**Job:**
Reproduce verbatim the stretch of entries below from the line containing "Can you spot any plate rim here?" through the line containing "[45,112,81,145]", including both of those lines.

**Input data:**
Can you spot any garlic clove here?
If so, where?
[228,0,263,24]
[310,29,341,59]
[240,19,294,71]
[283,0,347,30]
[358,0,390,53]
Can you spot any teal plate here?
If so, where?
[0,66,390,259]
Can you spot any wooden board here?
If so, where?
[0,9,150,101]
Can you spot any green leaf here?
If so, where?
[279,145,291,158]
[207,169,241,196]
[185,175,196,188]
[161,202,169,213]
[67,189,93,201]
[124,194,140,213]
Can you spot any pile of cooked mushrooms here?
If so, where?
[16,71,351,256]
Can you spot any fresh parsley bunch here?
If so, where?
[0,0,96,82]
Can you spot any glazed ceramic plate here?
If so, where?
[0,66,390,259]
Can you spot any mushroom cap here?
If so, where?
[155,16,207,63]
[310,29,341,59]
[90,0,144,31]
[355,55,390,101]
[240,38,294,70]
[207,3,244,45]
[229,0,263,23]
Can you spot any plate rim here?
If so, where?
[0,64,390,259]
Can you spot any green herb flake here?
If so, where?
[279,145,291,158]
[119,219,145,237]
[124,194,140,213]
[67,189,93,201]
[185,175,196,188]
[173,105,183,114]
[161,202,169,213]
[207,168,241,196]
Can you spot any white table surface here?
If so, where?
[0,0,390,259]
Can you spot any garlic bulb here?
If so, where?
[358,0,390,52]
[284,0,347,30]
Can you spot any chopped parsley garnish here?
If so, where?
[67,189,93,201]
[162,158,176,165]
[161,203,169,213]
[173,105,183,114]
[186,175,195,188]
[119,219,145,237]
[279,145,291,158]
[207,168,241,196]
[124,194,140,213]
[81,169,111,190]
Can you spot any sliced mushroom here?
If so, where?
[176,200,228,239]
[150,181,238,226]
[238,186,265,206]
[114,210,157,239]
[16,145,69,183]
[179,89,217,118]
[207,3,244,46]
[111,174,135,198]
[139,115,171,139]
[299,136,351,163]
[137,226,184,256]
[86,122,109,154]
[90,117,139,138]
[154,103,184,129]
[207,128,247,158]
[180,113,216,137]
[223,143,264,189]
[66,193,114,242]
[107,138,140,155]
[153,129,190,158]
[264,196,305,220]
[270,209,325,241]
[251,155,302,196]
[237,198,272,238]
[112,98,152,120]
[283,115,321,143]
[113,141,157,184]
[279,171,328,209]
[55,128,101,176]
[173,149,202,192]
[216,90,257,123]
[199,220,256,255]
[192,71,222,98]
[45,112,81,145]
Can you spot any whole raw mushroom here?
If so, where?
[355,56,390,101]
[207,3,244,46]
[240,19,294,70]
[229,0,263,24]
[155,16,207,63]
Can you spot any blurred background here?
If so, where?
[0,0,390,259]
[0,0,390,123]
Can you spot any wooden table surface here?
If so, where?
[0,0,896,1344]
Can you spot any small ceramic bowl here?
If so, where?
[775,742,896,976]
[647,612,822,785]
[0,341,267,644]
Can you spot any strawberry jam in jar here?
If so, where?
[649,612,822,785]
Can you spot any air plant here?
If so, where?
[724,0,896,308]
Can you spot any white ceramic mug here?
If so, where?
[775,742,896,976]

**Result of this task:**
Can you spot any plate rim here?
If so, where?
[0,64,390,259]
Can you spot any green herb flake here?
If so, where?
[279,145,291,158]
[119,219,145,237]
[124,194,140,213]
[67,189,93,201]
[185,175,196,188]
[173,105,183,114]
[161,202,169,213]
[207,168,241,196]
Can you spot any white table surface here?
If so, where?
[0,0,390,259]
Can you spot any garlic bulb here?
If so, where?
[358,0,390,52]
[284,0,347,30]
Can you spot any chopped parsley garnish here?
If so, where?
[67,189,93,201]
[162,158,176,165]
[161,203,169,213]
[173,105,183,114]
[186,175,195,188]
[119,219,145,237]
[279,145,291,158]
[207,168,241,196]
[124,194,140,213]
[81,169,111,190]
Can you spot any sliced mushroom here?
If so, where?
[176,200,228,239]
[150,181,238,226]
[238,186,265,206]
[114,210,157,239]
[16,145,69,183]
[179,89,217,118]
[207,3,244,46]
[111,174,135,198]
[139,115,171,139]
[299,136,351,163]
[137,226,184,256]
[86,122,109,154]
[90,117,139,138]
[154,103,184,129]
[207,128,247,158]
[180,113,216,137]
[223,143,264,189]
[66,193,114,242]
[107,138,140,155]
[153,129,190,158]
[264,196,305,220]
[270,209,325,241]
[251,155,302,196]
[237,198,272,238]
[112,98,152,120]
[283,115,321,143]
[113,141,157,184]
[279,171,328,209]
[55,128,101,176]
[173,149,202,192]
[216,90,257,123]
[199,220,256,255]
[192,71,222,98]
[45,112,81,145]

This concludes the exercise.